We also believe that the first quarter of 2000 was the bottom of the cycle for
aromatics and that we will see improvement in the second quarter. While caustic
soda pricing has recovered significantly from its low point of last year, there
does appear to be some weakness in current pricing. At this point, we expect
results for the second quarter of 2000 to be higher than the results for the
first quarter of this year.

                                       15
<PAGE>
                             YEAR 2000 ISSUE UPDATE

    We did not experience any significant malfunctions or errors in our
operating or business systems when the date changed from 1999 to 2000. Based on
operations since January 1, 2000, we do not expect any significant impact to our
ongoing business as a result of the year 2000 issue. However, it is possible
that the full impact of the date change has not been fully recognized. We
believe that any such problems are likely to be minor and correctable. In
addition, we could still be negatively affected if year 2000 or similar issues
adversely affect our customers or suppliers. Currently we are not aware of any
significant year 2000 or similar problems that have arisen for our customers and
suppliers. Expenditures related to year 2000 compliance efforts were not
material.

                           FORWARD-LOOKING STATEMENTS

    This Form 10-Q and other communications to stockholders may contain
"forward-looking statements" within the meaning of the Private Securities
Litigation Reform Act of 1995. These statements relate to, among other things,
our outlook for future periods, supply and demand, pricing trends and market
forces within the chemical industry, cost reduction strategies and their
results, planned capital expenditures, long-term objectives of management and
other statements of expectations concerning matters that are not historical
facts.

    Predictions of future results contain a measure of uncertainty and,
accordingly, actual results could differ materially due to various factors.
Factors that could change forward-looking statements are, among others:

    - changes in the general economy;

    - changes in demand for our products or increases in overall industry
      capacity that could affect production volumes and/or pricing;

    - changes and/or cyclicality in the industries to which our products are
      sold;

    - availability and pricing of raw materials;

    - technological changes affecting production;

    - difficulty in plant operations and product transportation;

    - governmental and environmental regulations; and

    - other unforeseen circumstances.

    A number of these factors are discussed in this Form 10-Q and in our other
periodic filings with the Securities and Exchange Commission, including our
Annual Report on Form 10-K for the year ended December 31, 1999.

    Item 3. Quantitative and Qualitative Disclosures About Market Risk.

    For a discussion of certain market risks related to Georgia Gulf, see
Part I, Item 7A, "Quantitative and Qualitative Disclosures About Market Risk",
in our Annual Report on Form 10-K for the year ended December 31, 1999. There
have been no significant developments with respect to our exposure to market
risk except for the change in the fair value of interest rate swaps disclosed in
Note 6 to the financial statements included herein.

                                       16
<PAGE>
PART II.   OTHER INFORMATION.

    Item 1. Legal Proceedings.

---

> _To be done_
1. Answer these from the filing excerpt, one line each:
(a) Which period does it call the bottom of the cycle for aromatics?
(b) How does it describe expenditures related to year 2000 compliance efforts?
(c) Which note to the financial statements discloses the change in the fair value of interest rate swaps?
2. Copy part of the filing excerpt word for word. Begin at the words "- other unforeseen" and stop after "About Market Risk.".

> _Information shown_
---

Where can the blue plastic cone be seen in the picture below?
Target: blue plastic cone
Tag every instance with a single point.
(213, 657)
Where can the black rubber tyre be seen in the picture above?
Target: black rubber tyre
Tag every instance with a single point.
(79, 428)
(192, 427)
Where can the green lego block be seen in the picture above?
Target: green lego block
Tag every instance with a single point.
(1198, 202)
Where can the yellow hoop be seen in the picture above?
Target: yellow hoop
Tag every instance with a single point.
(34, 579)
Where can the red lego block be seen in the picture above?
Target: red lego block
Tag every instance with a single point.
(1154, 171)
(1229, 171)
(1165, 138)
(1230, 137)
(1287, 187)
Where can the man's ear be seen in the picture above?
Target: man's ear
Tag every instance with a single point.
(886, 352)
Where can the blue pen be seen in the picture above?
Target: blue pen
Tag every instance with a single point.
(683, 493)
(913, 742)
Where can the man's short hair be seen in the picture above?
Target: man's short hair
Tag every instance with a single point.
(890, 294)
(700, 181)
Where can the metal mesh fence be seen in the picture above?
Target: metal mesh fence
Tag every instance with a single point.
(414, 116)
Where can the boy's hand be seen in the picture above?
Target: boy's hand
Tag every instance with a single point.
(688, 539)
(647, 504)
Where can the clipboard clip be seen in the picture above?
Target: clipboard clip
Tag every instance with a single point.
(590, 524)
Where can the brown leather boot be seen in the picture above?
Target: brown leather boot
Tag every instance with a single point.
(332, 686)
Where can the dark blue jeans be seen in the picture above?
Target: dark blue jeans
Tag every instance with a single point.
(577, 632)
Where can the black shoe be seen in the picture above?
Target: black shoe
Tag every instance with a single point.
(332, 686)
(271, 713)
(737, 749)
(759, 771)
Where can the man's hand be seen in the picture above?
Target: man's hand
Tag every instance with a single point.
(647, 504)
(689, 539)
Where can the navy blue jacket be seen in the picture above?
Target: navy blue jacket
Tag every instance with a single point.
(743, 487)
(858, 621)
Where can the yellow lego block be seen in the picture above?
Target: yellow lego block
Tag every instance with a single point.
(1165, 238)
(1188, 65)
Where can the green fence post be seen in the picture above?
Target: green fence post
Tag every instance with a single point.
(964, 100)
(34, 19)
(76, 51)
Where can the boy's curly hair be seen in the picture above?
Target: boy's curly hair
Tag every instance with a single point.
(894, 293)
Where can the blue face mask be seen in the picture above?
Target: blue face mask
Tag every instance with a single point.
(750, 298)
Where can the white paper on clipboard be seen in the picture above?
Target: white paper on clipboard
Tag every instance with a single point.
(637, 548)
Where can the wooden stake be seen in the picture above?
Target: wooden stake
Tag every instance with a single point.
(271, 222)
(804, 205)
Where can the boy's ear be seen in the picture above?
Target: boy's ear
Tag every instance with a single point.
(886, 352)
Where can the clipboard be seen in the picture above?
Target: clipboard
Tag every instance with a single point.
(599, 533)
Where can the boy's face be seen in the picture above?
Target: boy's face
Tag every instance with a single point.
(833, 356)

---

> _Exercise responses_
1.
(a) The first quarter of 2000
(b) They were not material.
(c) Note 6

2.
- other unforeseen circumstances.

    A number of these factors are discussed in this Form 10-Q and in our other
periodic filings with the Securities and Exchange Commission, including our
Annual Report on Form 10-K for the year ended December 31, 1999.

    Item 3. Quantitative and Qualitative Disclosures About Market Risk.